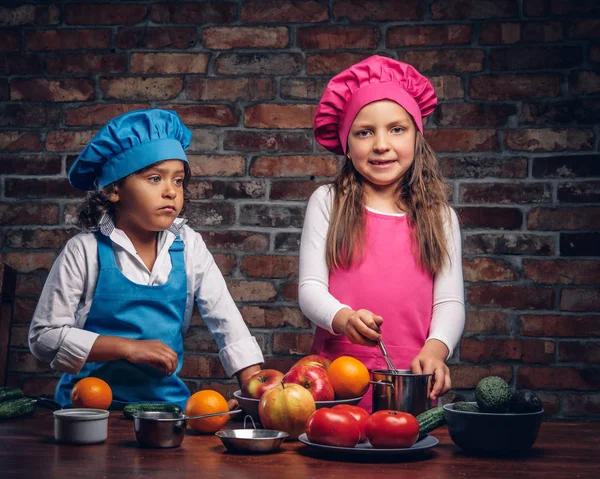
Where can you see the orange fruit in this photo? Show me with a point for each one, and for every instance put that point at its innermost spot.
(206, 402)
(91, 393)
(349, 377)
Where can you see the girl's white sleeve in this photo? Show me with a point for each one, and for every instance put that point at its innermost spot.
(313, 285)
(448, 318)
(238, 349)
(53, 335)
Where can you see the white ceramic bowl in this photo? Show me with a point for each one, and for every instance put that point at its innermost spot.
(81, 426)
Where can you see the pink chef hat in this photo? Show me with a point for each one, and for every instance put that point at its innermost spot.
(376, 78)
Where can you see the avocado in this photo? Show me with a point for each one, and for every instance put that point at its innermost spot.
(525, 401)
(493, 394)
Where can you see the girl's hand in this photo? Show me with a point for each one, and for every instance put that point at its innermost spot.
(361, 327)
(431, 360)
(153, 353)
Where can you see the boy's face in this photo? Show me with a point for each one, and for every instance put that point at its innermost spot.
(381, 143)
(152, 199)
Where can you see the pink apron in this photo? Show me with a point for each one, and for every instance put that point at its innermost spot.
(388, 282)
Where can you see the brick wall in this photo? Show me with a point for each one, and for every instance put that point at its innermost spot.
(516, 131)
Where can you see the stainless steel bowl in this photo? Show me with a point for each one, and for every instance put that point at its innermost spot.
(159, 429)
(252, 440)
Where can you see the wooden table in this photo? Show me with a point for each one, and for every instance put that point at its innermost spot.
(28, 450)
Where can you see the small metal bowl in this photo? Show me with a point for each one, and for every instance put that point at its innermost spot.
(159, 429)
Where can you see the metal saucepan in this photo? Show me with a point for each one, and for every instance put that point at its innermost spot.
(165, 429)
(401, 390)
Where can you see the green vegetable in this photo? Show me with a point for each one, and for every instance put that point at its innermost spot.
(131, 409)
(16, 408)
(430, 420)
(10, 393)
(493, 394)
(465, 406)
(525, 401)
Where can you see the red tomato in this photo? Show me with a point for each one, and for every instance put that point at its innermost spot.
(334, 428)
(392, 429)
(359, 414)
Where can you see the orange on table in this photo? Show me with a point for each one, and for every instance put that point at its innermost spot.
(206, 402)
(92, 393)
(349, 377)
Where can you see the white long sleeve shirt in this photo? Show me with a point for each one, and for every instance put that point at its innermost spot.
(448, 316)
(57, 333)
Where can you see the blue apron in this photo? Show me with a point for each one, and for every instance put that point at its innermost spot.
(123, 308)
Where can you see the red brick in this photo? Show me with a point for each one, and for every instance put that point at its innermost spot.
(269, 115)
(465, 60)
(509, 243)
(230, 89)
(428, 35)
(22, 213)
(535, 140)
(338, 37)
(519, 193)
(42, 89)
(462, 140)
(474, 114)
(467, 376)
(258, 64)
(560, 325)
(268, 317)
(155, 38)
(104, 14)
(292, 343)
(21, 64)
(528, 351)
(20, 141)
(332, 63)
(529, 32)
(483, 167)
(68, 140)
(267, 141)
(473, 9)
(29, 261)
(69, 39)
(556, 377)
(86, 63)
(584, 83)
(488, 270)
(226, 38)
(141, 89)
(30, 15)
(284, 11)
(580, 299)
(510, 296)
(252, 290)
(99, 114)
(564, 218)
(270, 266)
(505, 87)
(236, 240)
(486, 322)
(210, 214)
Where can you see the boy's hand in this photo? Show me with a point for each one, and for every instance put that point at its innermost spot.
(431, 360)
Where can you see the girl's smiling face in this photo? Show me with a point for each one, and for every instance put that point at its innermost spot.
(381, 143)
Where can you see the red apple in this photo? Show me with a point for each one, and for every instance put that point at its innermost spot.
(315, 360)
(286, 407)
(260, 382)
(313, 378)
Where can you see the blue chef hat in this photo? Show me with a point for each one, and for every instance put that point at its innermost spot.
(127, 144)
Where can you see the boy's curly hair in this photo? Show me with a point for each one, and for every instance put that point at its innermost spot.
(97, 203)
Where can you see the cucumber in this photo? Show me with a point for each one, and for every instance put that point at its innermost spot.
(10, 393)
(131, 409)
(16, 408)
(430, 420)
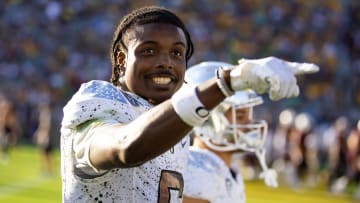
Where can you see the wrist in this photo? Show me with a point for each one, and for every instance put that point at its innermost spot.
(188, 106)
(223, 82)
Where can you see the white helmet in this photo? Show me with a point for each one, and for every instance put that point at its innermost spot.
(218, 132)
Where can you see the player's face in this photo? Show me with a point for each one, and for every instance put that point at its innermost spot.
(155, 62)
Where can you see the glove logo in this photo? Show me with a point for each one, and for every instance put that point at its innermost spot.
(201, 111)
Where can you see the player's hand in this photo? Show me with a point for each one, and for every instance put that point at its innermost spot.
(270, 74)
(270, 177)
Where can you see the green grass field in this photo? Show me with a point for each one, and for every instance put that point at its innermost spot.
(21, 181)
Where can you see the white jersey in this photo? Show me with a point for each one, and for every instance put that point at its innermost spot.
(101, 103)
(208, 178)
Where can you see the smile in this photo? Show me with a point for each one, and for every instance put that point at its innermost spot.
(161, 80)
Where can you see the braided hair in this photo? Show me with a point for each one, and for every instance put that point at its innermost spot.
(145, 15)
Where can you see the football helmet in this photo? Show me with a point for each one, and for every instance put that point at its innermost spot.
(220, 133)
(223, 134)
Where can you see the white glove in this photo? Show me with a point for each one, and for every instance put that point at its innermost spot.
(270, 74)
(270, 177)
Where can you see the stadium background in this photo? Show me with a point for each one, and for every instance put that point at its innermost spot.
(48, 48)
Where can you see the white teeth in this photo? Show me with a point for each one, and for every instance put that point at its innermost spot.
(161, 80)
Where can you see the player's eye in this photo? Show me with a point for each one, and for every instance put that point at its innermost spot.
(148, 51)
(177, 53)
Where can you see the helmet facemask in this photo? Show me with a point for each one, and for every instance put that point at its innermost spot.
(228, 130)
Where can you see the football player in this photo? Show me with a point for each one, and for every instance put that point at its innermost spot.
(126, 141)
(229, 129)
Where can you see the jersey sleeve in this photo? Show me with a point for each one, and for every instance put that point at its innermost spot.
(82, 139)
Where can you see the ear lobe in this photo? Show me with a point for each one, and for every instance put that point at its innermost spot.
(121, 60)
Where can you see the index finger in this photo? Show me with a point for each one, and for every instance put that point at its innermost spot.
(303, 68)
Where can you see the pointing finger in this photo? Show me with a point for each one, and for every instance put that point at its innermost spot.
(302, 68)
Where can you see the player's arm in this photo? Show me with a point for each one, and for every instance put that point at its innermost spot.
(192, 200)
(149, 135)
(157, 130)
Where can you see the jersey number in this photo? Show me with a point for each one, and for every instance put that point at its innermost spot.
(170, 180)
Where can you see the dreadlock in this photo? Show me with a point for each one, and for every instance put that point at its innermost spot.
(145, 15)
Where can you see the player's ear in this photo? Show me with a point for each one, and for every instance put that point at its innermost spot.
(121, 61)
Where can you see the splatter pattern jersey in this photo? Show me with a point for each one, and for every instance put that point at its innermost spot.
(208, 178)
(101, 103)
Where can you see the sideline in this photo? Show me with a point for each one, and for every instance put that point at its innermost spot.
(16, 187)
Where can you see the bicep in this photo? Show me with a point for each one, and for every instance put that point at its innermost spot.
(94, 144)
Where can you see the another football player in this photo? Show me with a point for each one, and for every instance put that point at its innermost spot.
(229, 129)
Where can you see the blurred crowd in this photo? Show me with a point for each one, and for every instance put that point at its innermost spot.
(48, 48)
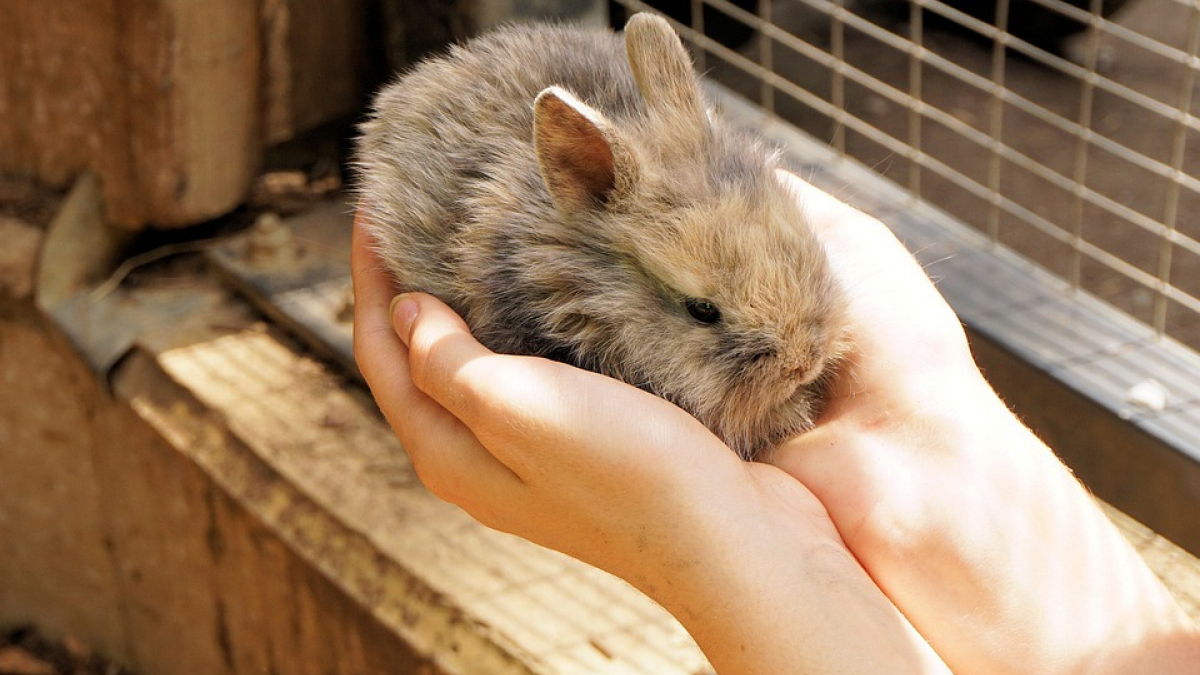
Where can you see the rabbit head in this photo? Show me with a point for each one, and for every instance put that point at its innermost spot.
(693, 273)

* **Instruction**
Copy word for word the part of the data that starts with the line containing "Where can you see the blurred" and runs through the end of the data. Leave the picture out of your copy.

* **Solution to this task**
Where can you see the blurred crowd in this photo? Show me with a point for each one, and for every instance put that point at its innermost spot.
(48, 48)
Where can you see the rabbit head in this photo? Show me with a point for each one, and for every instance put that point at its innermost spot.
(693, 273)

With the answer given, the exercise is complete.